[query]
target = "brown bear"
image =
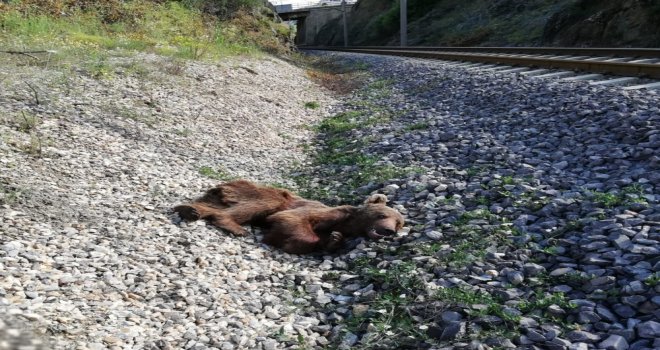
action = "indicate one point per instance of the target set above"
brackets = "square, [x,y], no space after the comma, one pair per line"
[312,228]
[291,223]
[240,202]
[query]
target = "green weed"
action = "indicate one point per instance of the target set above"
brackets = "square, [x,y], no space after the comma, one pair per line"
[417,126]
[312,105]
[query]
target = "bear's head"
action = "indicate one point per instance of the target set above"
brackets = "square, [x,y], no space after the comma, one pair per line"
[378,219]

__DIRECTIVE__
Rewrite every record above with "target" renamed to "subject" and nothing else changed. Omit the pictures.

__EXPECTED ANSWER__
[query]
subject = "brown bear"
image =
action = "indicate one point per instance of the subject set above"
brackets = "square, [x,y], no space after the comma, one pair per line"
[312,228]
[291,223]
[240,202]
[query]
subject = "green weed"
action = "indicate one point per instance of the subject set above"
brackets = "square, [x,y], no space after the comma, one pair per line"
[417,126]
[312,105]
[query]
subject = "bear's head"
action = "indicate one point per instance of the subject set above"
brackets = "square, [x,y], no space after the comma, one pair per line"
[378,219]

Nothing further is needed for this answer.